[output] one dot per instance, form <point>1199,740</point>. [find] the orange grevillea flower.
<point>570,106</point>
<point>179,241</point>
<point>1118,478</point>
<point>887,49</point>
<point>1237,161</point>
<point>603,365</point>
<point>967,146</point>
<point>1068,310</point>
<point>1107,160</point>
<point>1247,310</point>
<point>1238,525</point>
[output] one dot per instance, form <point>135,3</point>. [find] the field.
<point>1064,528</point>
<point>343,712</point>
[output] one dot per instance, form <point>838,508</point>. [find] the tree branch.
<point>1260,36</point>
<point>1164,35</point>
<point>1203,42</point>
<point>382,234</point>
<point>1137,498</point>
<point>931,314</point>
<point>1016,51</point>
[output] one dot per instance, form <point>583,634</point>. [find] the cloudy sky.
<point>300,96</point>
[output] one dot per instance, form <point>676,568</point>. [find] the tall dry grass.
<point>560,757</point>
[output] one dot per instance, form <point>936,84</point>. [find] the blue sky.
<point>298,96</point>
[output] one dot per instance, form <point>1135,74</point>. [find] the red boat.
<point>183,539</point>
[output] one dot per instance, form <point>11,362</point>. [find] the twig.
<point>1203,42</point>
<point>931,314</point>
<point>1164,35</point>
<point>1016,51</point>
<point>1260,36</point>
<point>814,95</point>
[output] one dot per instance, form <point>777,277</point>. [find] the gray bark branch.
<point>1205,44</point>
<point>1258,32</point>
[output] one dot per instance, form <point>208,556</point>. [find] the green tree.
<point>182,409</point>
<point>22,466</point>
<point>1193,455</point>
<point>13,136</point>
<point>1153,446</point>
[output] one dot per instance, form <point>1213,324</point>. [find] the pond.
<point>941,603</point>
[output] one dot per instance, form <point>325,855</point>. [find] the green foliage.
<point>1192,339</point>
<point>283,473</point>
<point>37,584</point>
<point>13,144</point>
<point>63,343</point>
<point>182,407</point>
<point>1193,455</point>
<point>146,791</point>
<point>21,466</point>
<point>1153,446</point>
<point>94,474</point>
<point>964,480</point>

• Your instructions:
Edit the listing above by replacing "one dot per instance" with "a single point for each instance" wherever it occurs. Leave every other part unchanged.

• Task response:
[output] a single point for each instance, form <point>1199,740</point>. [find] the orange grevillea flower.
<point>570,106</point>
<point>179,241</point>
<point>1118,478</point>
<point>887,49</point>
<point>1237,161</point>
<point>603,365</point>
<point>967,146</point>
<point>1068,310</point>
<point>1107,160</point>
<point>1247,310</point>
<point>1238,525</point>
[output] a single point for each instance, form <point>135,3</point>. [find] the field.
<point>1064,528</point>
<point>343,712</point>
[output] a single point for each instance, form <point>838,508</point>. [find] the tree branch.
<point>1260,36</point>
<point>1164,35</point>
<point>1203,42</point>
<point>382,234</point>
<point>1137,498</point>
<point>931,314</point>
<point>1016,51</point>
[output] a single point for each instance, form <point>583,634</point>. [find] the cloudy sky.
<point>300,96</point>
[output] a single point for each instance, form <point>676,568</point>. [find] the tall dry grass.
<point>560,757</point>
[output] a single point for each instance, form <point>936,84</point>. [find] the blue sky.
<point>298,96</point>
[output] a single point for each instance, form <point>1135,74</point>. [find] the red boat.
<point>183,539</point>
[output] a single point for each instance, form <point>11,362</point>. [find] the twig.
<point>1203,42</point>
<point>931,314</point>
<point>1164,35</point>
<point>1016,51</point>
<point>1260,36</point>
<point>814,95</point>
[output] a single point for each instance, form <point>777,277</point>. [find] the gray bark branch.
<point>1205,44</point>
<point>1258,32</point>
[output] a single point for each instance, form <point>208,556</point>. [find] the green tree.
<point>182,409</point>
<point>22,466</point>
<point>1193,455</point>
<point>13,136</point>
<point>1153,446</point>
[output] a single point for each instance, form <point>1213,324</point>. [find] the pond.
<point>941,603</point>
[output] a single point for each instance, form <point>325,855</point>. [find] the green foliage.
<point>1192,339</point>
<point>283,473</point>
<point>37,584</point>
<point>13,144</point>
<point>63,343</point>
<point>182,407</point>
<point>1193,455</point>
<point>146,791</point>
<point>21,466</point>
<point>1153,446</point>
<point>94,474</point>
<point>964,480</point>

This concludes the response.